TEXT:
* * * * * * *

Ned, der seine Fähig­keit auf Grund einer trau­ma­ti­schen Kind­heits­er­fah­rung eher für einen Fluch als einen Segen hält, lässt sich von Emer­son über­zeu­gen, ihm bei sei­nen Ermitt­lun­gen zu hel­fen. Schließ­lich lässt sich ein Mör­der leich­ter fan­gen, wenn man den Ermor­de­ten befra­gen kann. Das Prin­zip läuft gut, bis Ned eines Tages jeman­den wie­der­erwe­cken soll, den er von frü­her kennt: seine Kind­heits­liebe Char­lotte (kurz Chuck). Statt Chuck nach den übli­chen Fra­gen wie­der zu den Toten zurück zu schi­cken, lässt Ned sie am Leben, was mehr als nur ein Pro­blem mit sich bringt …

Mär­chen­haf­ter Musicalfantasydramakrimi

Was schon in einer kur­zen Zusam­men­fas­sung reich­lich schräg klingt, bleibt auch in sämt­li­chen Fol­gen eben genau so. Und das ist per­fekt. Es wer­den sehr abstruse und unge­wöhn­li­che Mord­fälle auf­ge­klärt. Die Lei­chen sehen dabei ein­ma­lig aus. Es ist kein Hor­ror-Anblick, son­dern viel­mehr komisch. All­ge­mein hat „Pushing Dai­sies“ unglaub­lich viel Witz, vor allem durch die schnel­len Dia­loge. Trotz­dem kann die Serie auch ernste Töne anschlagen.
„Pushing Dai­sies“ ist aber nicht nur eine komi­sche Krimi-Serie, sie hat zugleich auch Ele­mente von Roman­tik, Drama, Musi­cal, Mär­chen und Fan­tasy (keine Fabel­we­sen oder ähn­li­ches, bloß Neds „magi­scher Fin­ger“). Das mag erst ein­mal voll­ge­stopft klin­gen, aber diese Mischung ver­schie­de­ner Gen­res fügt sich wun­der­bar zusammen.
Pas­send zur eigen­tüm­li­chen Hand­lung, haben sich die Macher auch für einen eigen­tüm­li­chen Look ent­schie­den. Unter ande­rem inspi­riert von dem Musi­cal-Film „Moulin Rouge“ (2001) – übri­gens eben­falls sehr emp­feh­lens­wert – wurde sowohl ein Erzäh­ler mit beson­de­rem Erzähl­stil als auch eine inten­sive Farb­pa­lette (mit fan­tas­ti­schen Kos­tü­men) ein­ge­setzt. Es sieht wun­der­voll aus!

* * * * * * *

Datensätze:
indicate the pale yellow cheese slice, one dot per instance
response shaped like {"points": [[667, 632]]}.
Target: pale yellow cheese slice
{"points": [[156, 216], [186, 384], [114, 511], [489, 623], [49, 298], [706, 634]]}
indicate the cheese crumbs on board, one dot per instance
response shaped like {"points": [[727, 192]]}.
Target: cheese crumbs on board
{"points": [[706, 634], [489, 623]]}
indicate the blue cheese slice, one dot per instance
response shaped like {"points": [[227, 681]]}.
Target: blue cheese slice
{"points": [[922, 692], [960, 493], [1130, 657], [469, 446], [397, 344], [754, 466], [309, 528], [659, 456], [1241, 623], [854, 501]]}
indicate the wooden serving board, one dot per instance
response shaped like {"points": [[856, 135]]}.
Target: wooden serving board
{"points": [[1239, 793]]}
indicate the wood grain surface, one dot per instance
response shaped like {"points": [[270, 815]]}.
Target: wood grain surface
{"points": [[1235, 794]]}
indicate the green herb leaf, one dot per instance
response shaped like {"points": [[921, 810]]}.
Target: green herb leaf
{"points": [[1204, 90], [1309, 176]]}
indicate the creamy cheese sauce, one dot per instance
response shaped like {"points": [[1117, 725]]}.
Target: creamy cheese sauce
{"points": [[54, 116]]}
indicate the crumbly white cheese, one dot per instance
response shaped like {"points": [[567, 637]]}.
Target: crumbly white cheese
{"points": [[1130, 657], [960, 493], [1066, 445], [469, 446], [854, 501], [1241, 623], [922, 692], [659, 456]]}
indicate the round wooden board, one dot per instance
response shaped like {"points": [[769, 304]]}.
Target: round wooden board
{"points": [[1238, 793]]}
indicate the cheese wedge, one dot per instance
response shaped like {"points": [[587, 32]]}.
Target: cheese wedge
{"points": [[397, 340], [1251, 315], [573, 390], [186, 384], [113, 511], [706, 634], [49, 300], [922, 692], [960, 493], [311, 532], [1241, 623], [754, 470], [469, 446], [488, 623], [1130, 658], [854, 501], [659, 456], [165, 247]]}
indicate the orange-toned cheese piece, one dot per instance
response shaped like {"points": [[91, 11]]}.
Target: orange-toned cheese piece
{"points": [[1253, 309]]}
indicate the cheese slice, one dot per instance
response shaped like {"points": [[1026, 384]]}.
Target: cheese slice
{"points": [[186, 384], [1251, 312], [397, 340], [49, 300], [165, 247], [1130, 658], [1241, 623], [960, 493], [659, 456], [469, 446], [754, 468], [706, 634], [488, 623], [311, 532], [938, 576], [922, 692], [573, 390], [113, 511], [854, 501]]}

* * * * * * *

Gib den Abschnitt des Textes, der mit den Worten „Mär­chen­haf­t“ beginnt und mit „sich wun­der­bar zusammen.“ endet, erneut wieder und tausche dabei „Witz“ gegen „Humor“.

ENDERGEBNIS:
Mär­chen­haf­ter Musicalfantasydramakrimi

Was schon in einer kur­zen Zusam­men­fas­sung reich­lich schräg klingt, bleibt auch in sämt­li­chen Fol­gen eben genau so. Und das ist per­fekt. Es wer­den sehr abstruse und unge­wöhn­li­che Mord­fälle auf­ge­klärt. Die Lei­chen sehen dabei ein­ma­lig aus. Es ist kein Hor­ror-Anblick, son­dern viel­mehr komisch. All­ge­mein hat „Pushing Dai­sies“ unglaub­lich viel Humor, vor allem durch die schnel­len Dia­loge. Trotz­dem kann die Serie auch ernste Töne anschlagen.
„Pushing Dai­sies“ ist aber nicht nur eine komi­sche Krimi-Serie, sie hat zugleich auch Ele­mente von Roman­tik, Drama, Musi­cal, Mär­chen und Fan­tasy (keine Fabel­we­sen oder ähn­li­ches, bloß Neds „magi­scher Fin­ger“). Das mag erst ein­mal voll­ge­stopft klin­gen, aber diese Mischung ver­schie­de­ner Gen­res fügt sich wun­der­bar zusammen.